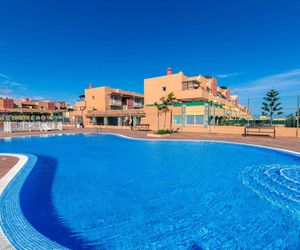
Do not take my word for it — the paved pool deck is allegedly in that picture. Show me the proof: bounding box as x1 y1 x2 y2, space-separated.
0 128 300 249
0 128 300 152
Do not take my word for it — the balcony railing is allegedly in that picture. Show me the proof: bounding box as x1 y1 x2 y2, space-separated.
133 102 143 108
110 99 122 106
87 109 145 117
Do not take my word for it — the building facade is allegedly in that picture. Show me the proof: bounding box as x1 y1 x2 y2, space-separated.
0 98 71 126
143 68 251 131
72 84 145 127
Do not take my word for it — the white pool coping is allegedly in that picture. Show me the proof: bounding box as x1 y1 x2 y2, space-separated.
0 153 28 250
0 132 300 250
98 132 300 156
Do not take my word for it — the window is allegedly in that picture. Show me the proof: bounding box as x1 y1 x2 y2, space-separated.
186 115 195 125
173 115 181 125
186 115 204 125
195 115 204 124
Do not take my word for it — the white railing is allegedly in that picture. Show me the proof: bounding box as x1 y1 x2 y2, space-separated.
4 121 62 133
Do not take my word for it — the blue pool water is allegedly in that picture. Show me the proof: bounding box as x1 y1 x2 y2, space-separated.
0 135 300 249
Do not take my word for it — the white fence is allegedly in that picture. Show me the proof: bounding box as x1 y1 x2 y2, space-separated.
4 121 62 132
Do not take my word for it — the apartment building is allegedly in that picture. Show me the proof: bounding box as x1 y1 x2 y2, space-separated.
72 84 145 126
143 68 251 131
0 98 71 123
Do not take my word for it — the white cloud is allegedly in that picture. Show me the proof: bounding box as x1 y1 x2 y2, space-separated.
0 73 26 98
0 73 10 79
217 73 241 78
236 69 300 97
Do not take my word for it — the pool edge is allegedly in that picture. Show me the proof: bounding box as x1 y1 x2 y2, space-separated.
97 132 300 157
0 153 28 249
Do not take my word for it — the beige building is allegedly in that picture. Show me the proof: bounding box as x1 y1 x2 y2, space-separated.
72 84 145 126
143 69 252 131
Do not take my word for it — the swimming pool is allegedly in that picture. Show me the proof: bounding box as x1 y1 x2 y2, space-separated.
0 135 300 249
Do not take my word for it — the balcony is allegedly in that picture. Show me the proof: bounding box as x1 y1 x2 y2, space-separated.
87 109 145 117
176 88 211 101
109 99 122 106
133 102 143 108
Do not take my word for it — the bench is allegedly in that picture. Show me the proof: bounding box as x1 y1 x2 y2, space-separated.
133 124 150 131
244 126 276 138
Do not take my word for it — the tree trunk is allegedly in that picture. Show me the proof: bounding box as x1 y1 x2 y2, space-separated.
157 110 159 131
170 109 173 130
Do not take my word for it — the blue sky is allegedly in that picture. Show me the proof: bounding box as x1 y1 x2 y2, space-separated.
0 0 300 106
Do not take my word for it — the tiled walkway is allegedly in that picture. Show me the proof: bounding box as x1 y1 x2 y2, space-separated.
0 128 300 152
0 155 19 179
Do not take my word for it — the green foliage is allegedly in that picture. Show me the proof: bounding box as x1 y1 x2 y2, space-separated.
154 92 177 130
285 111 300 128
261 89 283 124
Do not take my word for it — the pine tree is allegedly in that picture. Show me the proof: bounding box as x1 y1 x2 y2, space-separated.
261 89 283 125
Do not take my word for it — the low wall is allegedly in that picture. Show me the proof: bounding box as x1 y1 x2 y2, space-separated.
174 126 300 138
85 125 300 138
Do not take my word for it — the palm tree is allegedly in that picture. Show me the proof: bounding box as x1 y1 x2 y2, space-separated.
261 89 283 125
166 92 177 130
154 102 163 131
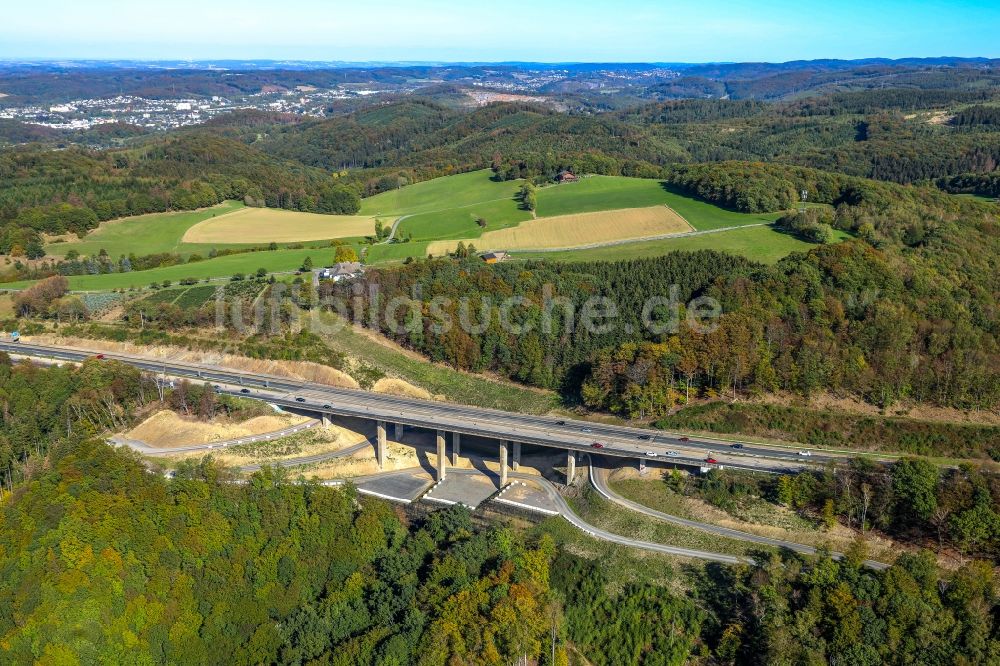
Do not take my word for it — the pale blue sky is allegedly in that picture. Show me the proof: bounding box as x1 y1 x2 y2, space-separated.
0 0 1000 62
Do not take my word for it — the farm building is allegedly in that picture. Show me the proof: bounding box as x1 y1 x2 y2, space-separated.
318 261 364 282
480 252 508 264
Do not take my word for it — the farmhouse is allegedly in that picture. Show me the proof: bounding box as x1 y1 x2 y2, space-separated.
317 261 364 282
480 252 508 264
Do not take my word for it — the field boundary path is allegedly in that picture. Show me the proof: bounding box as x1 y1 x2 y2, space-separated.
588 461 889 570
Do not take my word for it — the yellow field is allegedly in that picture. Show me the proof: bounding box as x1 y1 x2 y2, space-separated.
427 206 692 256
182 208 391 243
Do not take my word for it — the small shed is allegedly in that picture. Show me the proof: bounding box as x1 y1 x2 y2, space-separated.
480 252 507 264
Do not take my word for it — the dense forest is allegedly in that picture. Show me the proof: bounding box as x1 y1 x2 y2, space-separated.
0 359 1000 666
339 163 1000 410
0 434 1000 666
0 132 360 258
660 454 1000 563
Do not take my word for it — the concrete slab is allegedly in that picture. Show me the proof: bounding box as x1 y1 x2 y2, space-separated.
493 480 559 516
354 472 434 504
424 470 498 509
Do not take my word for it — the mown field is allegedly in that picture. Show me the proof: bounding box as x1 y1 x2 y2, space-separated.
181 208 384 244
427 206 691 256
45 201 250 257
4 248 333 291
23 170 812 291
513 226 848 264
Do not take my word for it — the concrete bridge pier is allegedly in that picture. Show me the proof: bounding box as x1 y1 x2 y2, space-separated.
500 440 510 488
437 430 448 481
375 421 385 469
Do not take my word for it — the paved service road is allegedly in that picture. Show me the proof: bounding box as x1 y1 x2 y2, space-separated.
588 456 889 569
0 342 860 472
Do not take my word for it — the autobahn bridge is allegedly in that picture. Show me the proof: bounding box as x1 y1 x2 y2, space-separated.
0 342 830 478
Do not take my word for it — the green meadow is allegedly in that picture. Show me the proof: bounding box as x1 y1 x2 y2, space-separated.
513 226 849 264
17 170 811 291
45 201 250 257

→ **DIRECTIVE**: Output every line of the listing above as a JSON list of strings, one string per line, with blank lines omitted and the pictures left out.

→ **ANSWER TO THE TASK**:
[
  "Do not take my word for it — the paved pool deck is allegedly in that picture. Show me the proof: bounding box as x1 y1 x2 y2, space-separated.",
  "0 128 300 249",
  "0 128 300 152",
  "Do not take my word for it — the balcony railing is allegedly in that picture. Show me the proof: bounding box as x1 y1 x2 y2, space-separated.",
  "133 102 143 108",
  "110 99 122 106",
  "87 109 145 117",
  "Do not take my word for it — the building facade is allegedly in that picture. Show me the proof: bounding box as x1 y1 x2 y2, space-separated.",
  "0 98 71 126",
  "143 68 251 131",
  "72 84 145 127",
  "Do not take my word for it — the white pool coping is allegedly in that picture. Show me the proof: bounding box as x1 y1 x2 y2, space-separated.",
  "0 153 28 250",
  "0 132 300 250",
  "98 132 300 156",
  "Do not take my word for it — the window is allegedly in that picture. Show me the proof: bounding box as x1 y1 x2 y2, space-separated.",
  "186 115 195 125",
  "173 115 181 125",
  "186 115 204 125",
  "195 115 204 124",
  "Do not take my word for it — the white railing is allegedly in that picture. Show me the proof: bounding box as x1 y1 x2 y2, space-separated.",
  "4 121 62 133",
  "Do not take my word for it — the blue pool water is allegedly in that picture. Show me the proof: bounding box as x1 y1 x2 y2, space-separated.",
  "0 135 300 249",
  "Do not take my word for it — the white fence is allegedly in that picture. Show me the proof: bounding box as x1 y1 x2 y2, space-separated.",
  "4 121 62 132",
  "Do not take my word for it — the apartment building is allegedly in that picture. Show me the proof: bounding box as x1 y1 x2 y2, space-separated.",
  "72 84 145 126",
  "143 68 251 131",
  "0 98 71 123",
  "Do not take my word for it — the white cloud is allegedly in that picture. Show me the proof: bounding box as x1 y1 x2 y2, space-separated.",
  "0 73 26 98",
  "0 73 10 79",
  "217 73 241 78",
  "236 69 300 97",
  "Do not take my word for it — the pool edge is allegedly in that picture. Show me the proof: bounding box as x1 y1 x2 y2, space-separated.",
  "97 132 300 157",
  "0 153 28 249",
  "Do not take my word for it — the beige building is allegedly in that picture. Show me the proof: bounding box as x1 y1 x2 y2, space-separated.",
  "72 84 145 126",
  "143 69 252 131",
  "Do not take my word for it — the swimming pool is allegedly in that picture. Show me the proof: bounding box as x1 y1 x2 y2, space-separated.",
  "0 135 300 249",
  "Do not take my word for it — the balcony is allegedly in that picture. Show me the proof: bounding box as x1 y1 x2 y2, space-separated.",
  "87 109 145 117",
  "176 88 211 101",
  "109 99 122 106",
  "133 102 143 108",
  "Do not take my word for it — the bench is allegedly in that picture. Show me the proof: bounding box as x1 y1 x2 y2, space-separated.",
  "133 124 150 131",
  "244 126 276 138",
  "Do not take my word for it — the tree trunk is allegedly in that picture. Show me the proof: bounding box as x1 y1 x2 y2, space-separated.",
  "157 110 159 131",
  "170 109 173 130",
  "Do not take my word for it — the blue sky is allegedly in that picture. Show me the proof: bounding box as x1 y1 x2 y2, space-separated.",
  "0 0 300 106",
  "Do not take my word for it — the tiled walkway is allegedly in that picture. Show me the proof: bounding box as x1 y1 x2 y2, space-separated.",
  "0 128 300 152",
  "0 155 19 179",
  "Do not take my word for it — the green foliage is allegedly in that picture. Show me the proof: bounding box as x1 y1 x2 y2, space-separated.",
  "154 92 177 130",
  "285 111 300 128",
  "261 89 283 124",
  "Do not take my word for it — the pine tree is allegedly in that picture. Show me the proof: bounding box as x1 y1 x2 y2, space-separated.",
  "261 89 283 125",
  "Do not take my word for it — the low wall is allegedly in that picture. Show me the proof: bounding box as x1 y1 x2 y2, space-separated.",
  "174 126 300 138",
  "85 125 300 138",
  "Do not take my word for it — the palm tree is allegedly in that picture. Show me the proof: bounding box as x1 y1 x2 y2, space-separated.",
  "261 89 283 125",
  "166 92 177 130",
  "154 102 163 131",
  "Do not take my word for it — the pale blue sky is allegedly in that picture. Show me the proof: bounding box as x1 y1 x2 y2, space-separated.",
  "0 0 1000 62",
  "Do not take my word for it — the farm building is allegedly in that picture. Show me the proof: bounding box as x1 y1 x2 y2, space-separated.",
  "318 261 364 282",
  "480 252 508 264",
  "Do not take my word for it — the farmhouse is allegedly in that picture. Show me the proof: bounding box as x1 y1 x2 y2, space-separated.",
  "317 261 364 282",
  "480 252 508 264",
  "Do not take my word for it — the field boundary path is allegedly in that picture. Show me the proof: bounding box as x1 y1 x2 y2, space-separated.",
  "588 461 889 570",
  "Do not take my word for it — the yellow field is allegedly in that picture. Show me the proof: bounding box as x1 y1 x2 y2, space-separated.",
  "427 206 692 256",
  "182 208 391 243",
  "Do not take my word for it — the small shed is allegedly in that picture. Show me the proof: bounding box as x1 y1 x2 y2, space-separated.",
  "480 252 507 264",
  "Do not take my word for it — the dense forest is allegedly in that picture. Show me the proof: bounding box as x1 y1 x2 y2, space-separated.",
  "0 359 1000 666",
  "339 163 1000 410",
  "0 434 1000 666",
  "0 132 360 258",
  "660 454 1000 563",
  "Do not take my word for it — the concrete slab is allegedly in that picture. Show me the proof: bounding box as x1 y1 x2 y2, space-separated.",
  "493 480 559 516",
  "354 472 434 504",
  "424 470 498 509",
  "Do not take my word for it — the mown field is allegedly in that picture. Show me the proof: bounding box as x1 y1 x2 y2, space-separated.",
  "181 208 384 244",
  "427 206 691 256",
  "45 201 250 257",
  "4 248 333 291",
  "23 170 812 291",
  "513 226 848 264",
  "Do not take my word for it — the concrete bridge pier is allegedly in that picture. Show me the proof: bounding box as x1 y1 x2 y2, space-separated.",
  "500 440 510 488",
  "437 430 448 481",
  "375 421 385 469",
  "Do not take my word for it — the paved service road is allegedly in that picture. Show me the proof: bounding box as x1 y1 x2 y2, space-separated.",
  "588 456 889 569",
  "0 342 860 472",
  "Do not take my word for it — the autobahn bridge is allegedly in that picture. Show me the proof: bounding box as x1 y1 x2 y2, space-separated.",
  "0 342 830 478",
  "Do not take my word for it — the green meadow is allegedly in that picture. Show me the proof: bounding box as x1 y1 x2 y2, space-separated.",
  "513 226 849 264",
  "17 170 811 291",
  "45 201 250 257"
]